## Task requirements
Your answer must be only the lines below from the one containing "Draw the outline of every instance of the airplane wing" through the one containing "Draw the outline of every instance of the airplane door", copied exactly, with the pictures left out.

═══ Input records

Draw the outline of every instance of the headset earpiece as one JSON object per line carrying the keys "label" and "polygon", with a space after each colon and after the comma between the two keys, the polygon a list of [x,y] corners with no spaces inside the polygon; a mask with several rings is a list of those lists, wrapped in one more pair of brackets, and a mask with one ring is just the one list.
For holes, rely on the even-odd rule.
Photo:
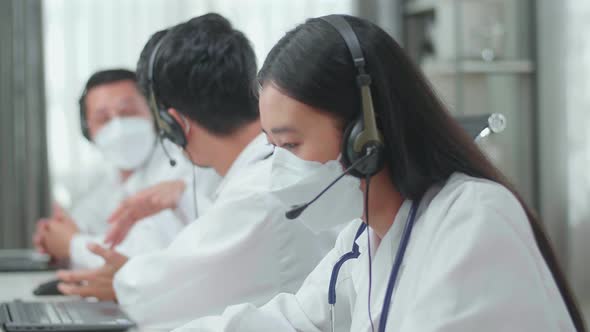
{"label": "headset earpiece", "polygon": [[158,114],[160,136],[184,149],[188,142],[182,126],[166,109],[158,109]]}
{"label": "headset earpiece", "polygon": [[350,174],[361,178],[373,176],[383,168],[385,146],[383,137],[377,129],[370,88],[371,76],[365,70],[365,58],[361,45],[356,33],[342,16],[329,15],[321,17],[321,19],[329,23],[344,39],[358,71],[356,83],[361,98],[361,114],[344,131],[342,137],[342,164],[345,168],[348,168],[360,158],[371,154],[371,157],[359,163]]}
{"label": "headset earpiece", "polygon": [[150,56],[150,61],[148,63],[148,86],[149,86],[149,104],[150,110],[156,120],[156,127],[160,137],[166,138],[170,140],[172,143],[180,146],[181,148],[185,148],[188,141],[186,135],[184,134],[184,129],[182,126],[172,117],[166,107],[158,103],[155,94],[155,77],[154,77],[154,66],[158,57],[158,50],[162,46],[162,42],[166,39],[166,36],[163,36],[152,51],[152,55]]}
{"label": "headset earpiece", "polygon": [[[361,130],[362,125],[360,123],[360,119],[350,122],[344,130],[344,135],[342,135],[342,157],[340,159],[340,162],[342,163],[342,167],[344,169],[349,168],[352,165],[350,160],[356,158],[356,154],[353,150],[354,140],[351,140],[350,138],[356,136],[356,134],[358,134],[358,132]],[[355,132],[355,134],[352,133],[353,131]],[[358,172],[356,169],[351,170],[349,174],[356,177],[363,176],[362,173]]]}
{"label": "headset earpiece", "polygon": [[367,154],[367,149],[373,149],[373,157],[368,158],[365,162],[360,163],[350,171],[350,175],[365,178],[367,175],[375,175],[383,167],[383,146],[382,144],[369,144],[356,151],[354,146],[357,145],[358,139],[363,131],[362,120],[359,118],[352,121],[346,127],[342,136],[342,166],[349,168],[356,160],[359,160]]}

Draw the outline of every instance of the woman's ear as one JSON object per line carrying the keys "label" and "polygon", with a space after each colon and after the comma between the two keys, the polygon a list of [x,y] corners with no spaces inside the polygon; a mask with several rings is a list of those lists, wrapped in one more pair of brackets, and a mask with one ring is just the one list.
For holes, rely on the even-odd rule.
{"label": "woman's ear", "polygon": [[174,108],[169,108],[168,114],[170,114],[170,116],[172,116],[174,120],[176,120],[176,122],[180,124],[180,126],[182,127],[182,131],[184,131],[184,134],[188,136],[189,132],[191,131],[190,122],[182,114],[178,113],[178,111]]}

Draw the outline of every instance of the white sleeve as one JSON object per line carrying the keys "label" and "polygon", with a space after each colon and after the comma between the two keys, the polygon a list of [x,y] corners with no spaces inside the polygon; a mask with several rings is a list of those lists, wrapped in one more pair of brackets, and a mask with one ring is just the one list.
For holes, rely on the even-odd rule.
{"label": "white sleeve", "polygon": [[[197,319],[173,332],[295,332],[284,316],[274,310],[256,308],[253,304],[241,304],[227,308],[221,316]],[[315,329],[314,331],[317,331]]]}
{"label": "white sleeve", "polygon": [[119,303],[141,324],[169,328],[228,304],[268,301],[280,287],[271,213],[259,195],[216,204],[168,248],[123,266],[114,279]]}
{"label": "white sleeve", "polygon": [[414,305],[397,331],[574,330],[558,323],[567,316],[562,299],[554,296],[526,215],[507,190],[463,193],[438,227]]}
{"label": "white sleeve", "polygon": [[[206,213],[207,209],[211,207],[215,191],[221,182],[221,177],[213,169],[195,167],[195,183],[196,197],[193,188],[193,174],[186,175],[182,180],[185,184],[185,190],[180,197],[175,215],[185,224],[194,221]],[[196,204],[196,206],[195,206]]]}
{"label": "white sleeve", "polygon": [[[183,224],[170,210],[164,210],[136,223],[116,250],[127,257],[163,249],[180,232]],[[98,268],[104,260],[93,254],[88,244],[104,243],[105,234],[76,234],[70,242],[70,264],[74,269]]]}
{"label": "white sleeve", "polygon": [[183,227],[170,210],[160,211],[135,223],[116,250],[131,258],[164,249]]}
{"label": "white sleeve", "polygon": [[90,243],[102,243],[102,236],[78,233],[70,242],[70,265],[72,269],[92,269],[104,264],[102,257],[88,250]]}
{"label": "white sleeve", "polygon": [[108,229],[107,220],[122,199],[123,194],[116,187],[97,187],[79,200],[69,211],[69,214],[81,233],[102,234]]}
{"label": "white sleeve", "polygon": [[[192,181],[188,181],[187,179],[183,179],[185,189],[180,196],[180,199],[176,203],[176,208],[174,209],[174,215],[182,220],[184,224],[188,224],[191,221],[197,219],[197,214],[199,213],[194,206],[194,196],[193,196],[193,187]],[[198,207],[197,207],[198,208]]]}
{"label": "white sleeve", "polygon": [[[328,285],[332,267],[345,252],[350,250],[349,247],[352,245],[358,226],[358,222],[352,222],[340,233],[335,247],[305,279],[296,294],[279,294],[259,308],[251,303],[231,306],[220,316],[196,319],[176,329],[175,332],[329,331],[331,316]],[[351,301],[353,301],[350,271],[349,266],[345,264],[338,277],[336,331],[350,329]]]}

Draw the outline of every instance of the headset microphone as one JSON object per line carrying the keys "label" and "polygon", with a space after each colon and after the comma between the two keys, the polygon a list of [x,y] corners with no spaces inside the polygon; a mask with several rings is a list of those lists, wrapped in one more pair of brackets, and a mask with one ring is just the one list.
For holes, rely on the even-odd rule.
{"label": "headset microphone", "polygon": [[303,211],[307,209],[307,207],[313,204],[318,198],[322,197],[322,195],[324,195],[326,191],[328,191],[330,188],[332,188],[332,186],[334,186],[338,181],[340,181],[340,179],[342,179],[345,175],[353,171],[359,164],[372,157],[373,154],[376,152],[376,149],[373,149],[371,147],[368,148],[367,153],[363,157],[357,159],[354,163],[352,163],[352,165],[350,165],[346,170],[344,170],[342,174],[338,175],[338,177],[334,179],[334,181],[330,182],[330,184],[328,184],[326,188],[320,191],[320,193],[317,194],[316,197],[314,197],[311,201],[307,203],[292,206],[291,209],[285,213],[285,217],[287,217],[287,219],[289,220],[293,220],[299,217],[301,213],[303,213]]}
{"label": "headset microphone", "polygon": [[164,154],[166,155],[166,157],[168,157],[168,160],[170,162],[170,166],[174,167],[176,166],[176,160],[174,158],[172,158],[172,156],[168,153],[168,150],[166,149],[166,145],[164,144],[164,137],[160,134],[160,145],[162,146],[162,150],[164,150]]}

══════
═══ Input records

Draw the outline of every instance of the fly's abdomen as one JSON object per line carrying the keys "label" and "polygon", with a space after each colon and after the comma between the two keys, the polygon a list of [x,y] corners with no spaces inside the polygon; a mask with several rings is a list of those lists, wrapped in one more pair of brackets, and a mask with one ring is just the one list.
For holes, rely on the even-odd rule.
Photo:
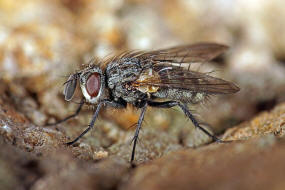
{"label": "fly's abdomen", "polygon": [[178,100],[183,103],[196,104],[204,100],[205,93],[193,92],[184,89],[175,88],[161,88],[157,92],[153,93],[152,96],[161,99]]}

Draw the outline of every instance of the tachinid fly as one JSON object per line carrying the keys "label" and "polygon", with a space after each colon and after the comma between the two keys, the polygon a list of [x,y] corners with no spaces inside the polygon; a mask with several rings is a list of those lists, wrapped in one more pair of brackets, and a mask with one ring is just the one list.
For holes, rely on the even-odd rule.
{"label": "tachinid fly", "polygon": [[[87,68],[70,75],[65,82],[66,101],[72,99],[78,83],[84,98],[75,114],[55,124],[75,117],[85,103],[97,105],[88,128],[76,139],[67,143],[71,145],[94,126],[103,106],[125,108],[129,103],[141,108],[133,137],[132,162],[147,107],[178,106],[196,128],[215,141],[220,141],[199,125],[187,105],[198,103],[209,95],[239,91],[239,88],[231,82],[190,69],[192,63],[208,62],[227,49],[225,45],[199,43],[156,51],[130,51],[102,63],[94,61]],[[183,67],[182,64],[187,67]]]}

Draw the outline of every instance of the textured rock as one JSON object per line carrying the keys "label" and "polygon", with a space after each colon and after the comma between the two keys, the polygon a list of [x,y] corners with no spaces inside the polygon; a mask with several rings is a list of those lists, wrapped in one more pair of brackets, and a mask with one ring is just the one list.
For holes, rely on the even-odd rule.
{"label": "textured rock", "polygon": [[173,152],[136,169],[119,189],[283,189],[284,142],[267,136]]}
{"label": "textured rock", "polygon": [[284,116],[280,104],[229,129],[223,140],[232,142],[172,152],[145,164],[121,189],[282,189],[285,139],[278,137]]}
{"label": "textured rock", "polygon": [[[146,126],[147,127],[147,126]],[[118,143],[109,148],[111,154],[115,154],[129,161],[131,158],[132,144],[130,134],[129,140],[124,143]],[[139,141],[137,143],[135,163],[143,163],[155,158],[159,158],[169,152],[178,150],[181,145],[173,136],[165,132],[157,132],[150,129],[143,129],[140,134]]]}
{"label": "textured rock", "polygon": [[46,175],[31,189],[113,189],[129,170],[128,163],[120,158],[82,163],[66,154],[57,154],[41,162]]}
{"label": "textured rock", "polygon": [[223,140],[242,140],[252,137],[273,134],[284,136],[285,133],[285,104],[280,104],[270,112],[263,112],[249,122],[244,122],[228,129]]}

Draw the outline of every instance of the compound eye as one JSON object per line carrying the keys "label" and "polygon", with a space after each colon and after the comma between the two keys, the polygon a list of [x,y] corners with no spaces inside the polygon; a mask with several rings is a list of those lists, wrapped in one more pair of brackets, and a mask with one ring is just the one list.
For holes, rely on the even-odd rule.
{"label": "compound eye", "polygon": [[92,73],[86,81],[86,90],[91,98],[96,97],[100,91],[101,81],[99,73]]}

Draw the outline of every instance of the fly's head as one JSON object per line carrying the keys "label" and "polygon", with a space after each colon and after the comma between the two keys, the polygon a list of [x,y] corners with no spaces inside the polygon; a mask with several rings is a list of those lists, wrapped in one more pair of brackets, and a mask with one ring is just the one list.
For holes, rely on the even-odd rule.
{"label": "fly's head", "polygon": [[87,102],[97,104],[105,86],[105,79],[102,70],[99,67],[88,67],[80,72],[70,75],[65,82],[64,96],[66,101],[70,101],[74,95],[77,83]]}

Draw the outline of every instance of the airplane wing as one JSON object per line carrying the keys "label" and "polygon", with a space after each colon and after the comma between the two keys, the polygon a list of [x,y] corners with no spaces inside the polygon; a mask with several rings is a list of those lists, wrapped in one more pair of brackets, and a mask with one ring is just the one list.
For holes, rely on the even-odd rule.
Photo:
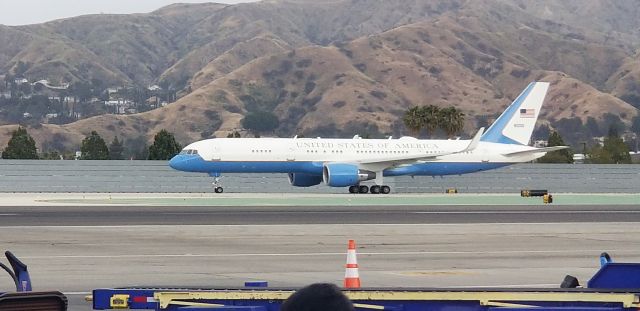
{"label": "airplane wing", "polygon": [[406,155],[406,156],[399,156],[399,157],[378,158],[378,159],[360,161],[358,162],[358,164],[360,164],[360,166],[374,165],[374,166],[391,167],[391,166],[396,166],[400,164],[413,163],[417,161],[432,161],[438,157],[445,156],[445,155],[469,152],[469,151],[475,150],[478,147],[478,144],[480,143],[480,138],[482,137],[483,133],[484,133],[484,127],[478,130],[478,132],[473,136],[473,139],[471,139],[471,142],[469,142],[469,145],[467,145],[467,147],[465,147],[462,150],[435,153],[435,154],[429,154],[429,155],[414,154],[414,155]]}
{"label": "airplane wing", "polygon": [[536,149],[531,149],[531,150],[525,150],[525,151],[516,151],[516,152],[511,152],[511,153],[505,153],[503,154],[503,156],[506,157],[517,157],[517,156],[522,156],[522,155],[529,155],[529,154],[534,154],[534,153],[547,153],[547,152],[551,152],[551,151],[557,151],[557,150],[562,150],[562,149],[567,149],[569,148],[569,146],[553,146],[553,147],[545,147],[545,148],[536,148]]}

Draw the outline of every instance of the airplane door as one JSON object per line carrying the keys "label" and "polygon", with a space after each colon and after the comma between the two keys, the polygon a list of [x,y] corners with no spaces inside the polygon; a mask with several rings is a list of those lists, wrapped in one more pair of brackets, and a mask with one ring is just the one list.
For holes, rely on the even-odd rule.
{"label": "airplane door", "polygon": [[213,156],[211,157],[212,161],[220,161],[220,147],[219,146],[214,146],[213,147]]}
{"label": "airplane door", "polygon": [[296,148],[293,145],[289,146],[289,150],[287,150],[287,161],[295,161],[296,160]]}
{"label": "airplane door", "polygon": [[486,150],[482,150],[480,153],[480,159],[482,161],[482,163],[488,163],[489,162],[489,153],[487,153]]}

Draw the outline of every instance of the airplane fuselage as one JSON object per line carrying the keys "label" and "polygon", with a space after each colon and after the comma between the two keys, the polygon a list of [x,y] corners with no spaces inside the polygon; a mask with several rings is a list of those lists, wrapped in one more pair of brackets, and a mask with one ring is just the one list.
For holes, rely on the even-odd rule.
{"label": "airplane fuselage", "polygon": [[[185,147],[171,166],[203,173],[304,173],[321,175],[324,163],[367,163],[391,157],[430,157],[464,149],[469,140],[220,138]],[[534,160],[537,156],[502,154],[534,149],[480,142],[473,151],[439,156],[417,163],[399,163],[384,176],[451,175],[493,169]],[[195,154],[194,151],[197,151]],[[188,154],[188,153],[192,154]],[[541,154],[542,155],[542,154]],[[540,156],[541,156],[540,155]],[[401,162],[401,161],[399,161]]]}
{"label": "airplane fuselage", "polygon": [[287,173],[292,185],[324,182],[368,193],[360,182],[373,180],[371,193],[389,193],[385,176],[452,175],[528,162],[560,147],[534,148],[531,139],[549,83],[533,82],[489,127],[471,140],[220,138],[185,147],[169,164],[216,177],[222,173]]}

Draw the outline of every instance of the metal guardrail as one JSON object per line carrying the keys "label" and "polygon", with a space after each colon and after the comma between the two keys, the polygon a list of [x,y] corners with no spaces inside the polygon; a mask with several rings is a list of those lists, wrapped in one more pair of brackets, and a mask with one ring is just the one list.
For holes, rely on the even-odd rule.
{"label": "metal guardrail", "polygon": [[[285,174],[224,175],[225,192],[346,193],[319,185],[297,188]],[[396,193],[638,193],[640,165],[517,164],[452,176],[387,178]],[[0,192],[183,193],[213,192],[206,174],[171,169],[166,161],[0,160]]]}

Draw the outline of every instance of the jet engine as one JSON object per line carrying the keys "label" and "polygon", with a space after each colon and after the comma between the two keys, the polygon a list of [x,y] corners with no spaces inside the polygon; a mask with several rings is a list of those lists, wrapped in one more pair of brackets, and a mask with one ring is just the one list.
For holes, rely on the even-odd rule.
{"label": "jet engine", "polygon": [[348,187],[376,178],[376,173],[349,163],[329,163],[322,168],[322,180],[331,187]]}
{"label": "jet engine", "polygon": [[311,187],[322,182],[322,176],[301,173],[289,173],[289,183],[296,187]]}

══════

## Exercise result
Draw the outline of every instance of the airplane wing as one JSON object per line carrying the keys "label" and "polygon", with a space after each colon and after the comma between the two keys, the polygon a list of [x,y] corners with no spaces inside the polygon; a mask with several rings is a list of those lists, wrapped in one more pair of brackets, and a mask with one ring is just the one list.
For holes, rely on the even-odd rule.
Photo:
{"label": "airplane wing", "polygon": [[406,155],[406,156],[399,156],[399,157],[378,158],[378,159],[360,161],[358,162],[358,164],[360,164],[360,166],[374,165],[374,166],[391,167],[391,166],[396,166],[400,164],[413,163],[417,161],[432,161],[438,157],[445,156],[445,155],[469,152],[469,151],[475,150],[478,147],[478,144],[480,143],[480,138],[482,137],[483,133],[484,133],[484,127],[478,130],[478,132],[473,136],[473,139],[471,139],[471,142],[469,142],[469,145],[467,145],[467,147],[465,147],[462,150],[435,153],[435,154],[429,154],[429,155],[414,154],[414,155]]}
{"label": "airplane wing", "polygon": [[536,149],[531,149],[531,150],[525,150],[525,151],[516,151],[516,152],[511,152],[511,153],[505,153],[503,154],[503,156],[506,157],[517,157],[517,156],[522,156],[522,155],[529,155],[529,154],[534,154],[534,153],[547,153],[547,152],[551,152],[551,151],[557,151],[557,150],[562,150],[562,149],[567,149],[569,148],[569,146],[553,146],[553,147],[545,147],[545,148],[536,148]]}

Draw the outline of every instance of the airplane door as one JSON object per line carrying the keys "label" and "polygon", with a space after each colon and after the comma between the two keys, the polygon a list of [x,y] corners with no spaces inside the polygon; a mask with several rings is a list of those lists, wrapped in one more pair of brackets, and a mask with one ring is just the one list.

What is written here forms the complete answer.